##### DOCUMENT SECTION #####
One of the most consistent observations in health care is variation. Ever since J. Allison Glover noted a more than fourfold geographic variation in tonsillectomies in England and Wales in 1936 and observed wide swings in procedure rates over time without apparent detrimental effect, researchers have been reporting on the phenomenon. Marked variations in disease incidence, outcome, rates of medical procedures, aggressive care at the end of life, clinician supply and clinical practice are consistently observed and are not fully explained by observable factors such as population demographics [1]. Variation, even within a single country, is so marked that Dartmouth University generates an atlas of health care variation in the US to document the phenomenon [2]. The “differential diagnosis” of this unexplained variation is broad and generally thought to be multifactorial. Likely candidates include uncertainty regarding the optimal management, patient demand, physician enthusiasm for a procedure, available resources for medical care, funding model for health care, malpractice liability and profit motivation [3].

Given this introduction, we would expect there to be variation in critical care services (ICU), and there is [4, 5]. Not only has variation been documented in the use of procedures where variation might be driven by lack of evidence, for example, in the use of pulmonary artery catheters, tracheostomy and intra-cranial pressure monitors, but there is even marked variation in the decision to admit a patient with a given diagnosis and severity of illness to the ICU [6]. There is also evidence that profit motives and hospital influence drive demand for ICU beds [7]. Importantly, the decision to admit to the ICU is affected by the availability of beds, with a lack of ICU beds leading physicians to appropriately use the available beds for more severely ill patients [8].

The publication in this issue of Intensive Care Medicine by Austin et al. [9] adds to the growing literature on variation in critical care resource supply and demand by expanding the database to middle income and developing countries and by exploring new factors to explain variation. Rather than using the entire population, the authors use deaths due to acute illness as a denominator to reflect burden of disease. This is a novel solution to the fact that we have vanishingly little data on the incidence of critical illness syndromes and almost all of it comes from ICU-based studies that are themselves limited by the number of ICU beds in the studies [10]. In addition, the authors study the relationship between the supply of ICU and hospital beds to gross domestic product (GDP). Here they find that hospital beds, but not ICU beds, seem to be correlated to GDP. We share the authors’ caution in interpreting these results. The apparent curvilinear relationship between hospital beds and GDP is driven by a single data point, Boston, which has fewer hospital beds than would be expected from the per capita GDP. This is almost certainly due to the US moving much of inpatient care to other settings, in particular, nursing homes and post-acute skilled care facilities leading to a false impression of lower acute care bed needs [11]. Although we might expect an association between ICU beds and GDP, the lack of this association in this analysis should also be viewed cautiously. This is essentially a study with seven observations; therefore, statistical analyses of correlation are problematic. The noise introduced in the analysis by the definition of an ICU bed almost certainly contributes to the ability to exclude a lack of association. More importantly still, there is an important difference between bed supply and access to critical care. This study was only designed to evaluate the former, which is admittedly a crude proxy for access to a skilled multidisciplinary team, surgical resources, laboratory, medication and imaging.
##### SUPPLIED INFORMATION #####
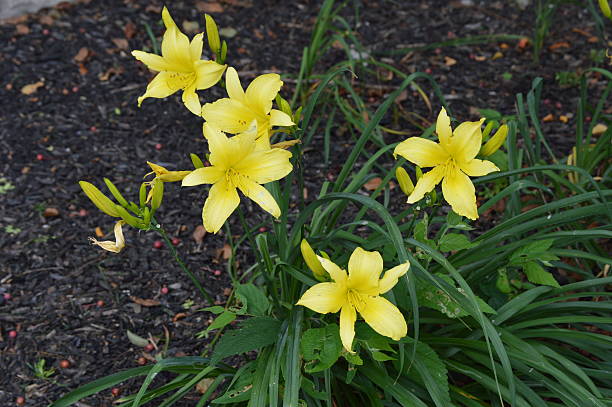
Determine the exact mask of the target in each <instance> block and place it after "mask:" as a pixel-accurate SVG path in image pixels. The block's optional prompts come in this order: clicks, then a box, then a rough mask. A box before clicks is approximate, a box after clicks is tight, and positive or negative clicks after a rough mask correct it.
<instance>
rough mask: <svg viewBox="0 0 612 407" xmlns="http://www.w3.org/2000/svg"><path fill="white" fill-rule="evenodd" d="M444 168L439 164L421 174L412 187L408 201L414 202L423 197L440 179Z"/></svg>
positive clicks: (444, 169) (432, 188) (408, 201)
mask: <svg viewBox="0 0 612 407" xmlns="http://www.w3.org/2000/svg"><path fill="white" fill-rule="evenodd" d="M444 172H445V168H444V166H443V165H439V166H437V167H434V168H432V170H431V171H429V172H428V173H425V174H423V176H422V177H421V178H420V179H419V180H418V181H417V184H416V185H415V187H414V191H412V193H411V194H410V196H409V197H408V203H415V202H418V201H420V200H421V199H423V197H424V196H425V194H426V193H427V192H430V191H431V190H432V189H434V188H435V187H436V185H438V183H439V182H440V181H441V180H442V177H443V176H444Z"/></svg>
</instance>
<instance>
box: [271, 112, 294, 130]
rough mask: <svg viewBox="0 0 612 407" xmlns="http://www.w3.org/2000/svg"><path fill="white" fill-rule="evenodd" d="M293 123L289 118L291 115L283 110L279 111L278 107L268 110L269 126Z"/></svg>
mask: <svg viewBox="0 0 612 407" xmlns="http://www.w3.org/2000/svg"><path fill="white" fill-rule="evenodd" d="M294 124H295V123H293V121H292V120H291V117H289V115H288V114H287V113H285V112H281V111H280V110H278V109H272V110H271V111H270V126H285V127H286V126H293V125H294Z"/></svg>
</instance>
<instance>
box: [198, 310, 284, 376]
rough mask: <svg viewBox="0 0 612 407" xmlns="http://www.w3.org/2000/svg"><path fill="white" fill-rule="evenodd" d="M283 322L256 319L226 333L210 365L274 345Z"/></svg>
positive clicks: (247, 321) (211, 361)
mask: <svg viewBox="0 0 612 407" xmlns="http://www.w3.org/2000/svg"><path fill="white" fill-rule="evenodd" d="M280 326H281V322H280V321H278V320H276V319H274V318H269V317H255V318H249V319H247V320H244V321H242V322H241V323H240V326H239V327H238V328H237V329H233V330H231V331H228V332H226V333H225V334H224V335H223V336H222V337H221V339H220V340H219V343H218V344H217V346H216V347H215V350H214V352H213V355H212V357H211V359H210V364H211V365H215V364H217V362H219V361H221V360H222V359H224V358H226V357H228V356H233V355H238V354H241V353H244V352H249V351H252V350H256V349H259V348H261V347H264V346H267V345H271V344H273V343H274V342H275V341H276V339H277V337H278V333H279V330H280Z"/></svg>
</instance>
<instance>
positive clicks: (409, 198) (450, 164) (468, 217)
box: [393, 108, 499, 219]
mask: <svg viewBox="0 0 612 407" xmlns="http://www.w3.org/2000/svg"><path fill="white" fill-rule="evenodd" d="M483 121H484V119H481V120H479V121H477V122H464V123H461V124H460V125H459V126H457V128H456V129H455V131H454V132H453V131H452V129H451V125H450V119H449V117H448V115H447V114H446V110H445V109H444V108H442V111H440V114H439V115H438V120H437V122H436V133H437V134H438V139H439V140H440V143H436V142H434V141H431V140H427V139H424V138H420V137H410V138H409V139H407V140H404V141H402V142H401V143H400V144H398V145H397V147H395V150H394V152H393V154H395V155H401V156H402V157H404V158H405V159H406V160H408V161H410V162H413V163H414V164H416V165H418V166H419V167H433V169H432V170H431V171H429V172H428V173H426V174H423V176H422V177H421V178H420V179H419V180H418V182H417V184H416V186H415V188H414V191H412V194H410V196H409V197H408V203H415V202H417V201H419V200H421V199H422V198H423V196H424V195H425V194H426V193H427V192H430V191H431V190H433V189H434V188H435V186H436V185H437V184H438V183H439V182H440V181H442V193H443V194H444V199H446V201H447V202H448V203H449V204H450V206H451V208H453V211H455V212H456V213H457V214H459V215H462V216H465V217H467V218H470V219H477V218H478V209H477V207H476V190H475V188H474V184H472V181H471V180H470V178H469V177H478V176H481V175H487V174H488V173H490V172H493V171H499V168H497V167H496V166H495V164H493V163H492V162H491V161H486V160H478V159H476V158H475V157H476V155H477V154H478V152H479V151H480V147H481V144H482V131H481V129H480V127H481V125H482V122H483Z"/></svg>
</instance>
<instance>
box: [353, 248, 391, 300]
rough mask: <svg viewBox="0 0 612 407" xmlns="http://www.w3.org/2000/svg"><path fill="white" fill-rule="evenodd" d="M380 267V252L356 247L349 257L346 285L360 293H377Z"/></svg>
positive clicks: (382, 261)
mask: <svg viewBox="0 0 612 407" xmlns="http://www.w3.org/2000/svg"><path fill="white" fill-rule="evenodd" d="M382 267H383V261H382V256H381V255H380V253H378V252H369V251H366V250H363V249H362V248H361V247H357V248H356V249H355V250H354V251H353V253H352V254H351V257H350V259H349V278H348V287H349V288H350V289H353V290H356V291H358V292H359V293H361V294H367V295H378V278H379V277H380V273H382Z"/></svg>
#####
* _PROBLEMS TO SOLVE_:
1 - Please repeat word for word the passage of the commentary on variation in critical care that begins at the words "Given this introduction, we" and stops after "ill patients [8].".
2 - According to the commentary on variation in critical care, why should the apparent curvilinear relationship between hospital beds and GDP be interpreted cautiously? Answer in one to three sentences.

* _RESULTS OF THE TASKS_:
1 -
Given this introduction, we would expect there to be variation in critical care services (ICU), and there is [4, 5]. Not only has variation been documented in the use of procedures where variation might be driven by lack of evidence, for example, in the use of pulmonary artery catheters, tracheostomy and intra-cranial pressure monitors, but there is even marked variation in the decision to admit a patient with a given diagnosis and severity of illness to the ICU [6]. There is also evidence that profit motives and hospital influence drive demand for ICU beds [7]. Importantly, the decision to admit to the ICU is affected by the availability of beds, with a lack of ICU beds leading physicians to appropriately use the available beds for more severely ill patients [8].

2 - The relationship is driven by a single data point, Boston, which has fewer hospital beds than its per capita GDP would predict. This is almost certainly because the US has moved much inpatient care to other settings, in particular nursing homes and post-acute skilled care facilities. That shift gives a false impression of lower acute care bed needs.